A simple question — "Should Scotland be an independent country?" — caused an unprecedented political awakening in England's northern neighbor and put the entire United Kingdom on a knife edge.

by Sally Hayden
Dec 23 2014, 10:05am

Image via VICE News

Check out more of the 2014 VICE News Awards here. 

After two years of preparation and anticipation, Scotland's attempt to democratically leave the United Kingdom ended in a jumble of quiet relief and dashed hopes when the country's independence referendum failed to gain a majority vote.

"Should Scotland be an independent country?"

That simply stated question caused an unprecedented political awakening in a country that has traditionally had a lower turnout for elections than the rest of the United Kingdom.

A record 97 percent of Scotland's 5.2 million residents registered to vote, and an equally remarkable 85 percent of them made it to the polls. Just 64 percent of Scottish voters cast ballots in the 2010 British general election.

All sectors of Scottish society wanted a say in the vote. Two prisoners mounted a legal challenge for the right to cast ballots, arguing the significance of the outcome warranted their participation. The inmates lost their case, but the voting age was lowered from 18 to 16 for the referendum. Some teenagers told VICE News the referendum was all anyone spoke about at school in the days leading up to the vote.

WRITTEN TASK 1: According to the article on Scotland's independence referendum, what was the voting age changed to for the referendum?
WRITTEN TASK 2: Reproduce the passage of the article on Scotland's independence referendum starting at "After two years" and ending at "British general election.".

EXTRACTED RECORDS:
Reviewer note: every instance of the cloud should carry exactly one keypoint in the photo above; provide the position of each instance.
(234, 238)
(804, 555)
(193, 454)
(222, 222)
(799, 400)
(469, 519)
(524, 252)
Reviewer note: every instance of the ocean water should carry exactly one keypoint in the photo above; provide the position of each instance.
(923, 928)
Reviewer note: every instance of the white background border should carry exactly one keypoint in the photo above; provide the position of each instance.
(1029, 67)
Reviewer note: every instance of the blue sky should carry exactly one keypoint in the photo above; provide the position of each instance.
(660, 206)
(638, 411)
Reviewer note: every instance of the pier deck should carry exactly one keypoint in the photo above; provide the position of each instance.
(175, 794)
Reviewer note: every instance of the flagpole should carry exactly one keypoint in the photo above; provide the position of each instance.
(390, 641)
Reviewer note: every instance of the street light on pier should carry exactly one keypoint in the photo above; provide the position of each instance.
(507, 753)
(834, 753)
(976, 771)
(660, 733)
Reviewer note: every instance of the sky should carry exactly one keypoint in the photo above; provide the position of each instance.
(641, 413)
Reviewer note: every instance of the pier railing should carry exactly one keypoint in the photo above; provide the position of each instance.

WRITTEN ANSWER 1: It was lowered from 18 to 16.

WRITTEN ANSWER 2:
After two years of preparation and anticipation, Scotland's attempt to democratically leave the United Kingdom ended in a jumble of quiet relief and dashed hopes when the country's independence referendum failed to gain a majority vote.

"Should Scotland be an independent country?"

That simply stated question caused an unprecedented political awakening in a country that has traditionally had a lower turnout for elections than the rest of the United Kingdom.

A record 97 percent of Scotland's 5.2 million residents registered to vote, and an equally remarkable 85 percent of them made it to the polls. Just 64 percent of Scottish voters cast ballots in the 2010 British general election.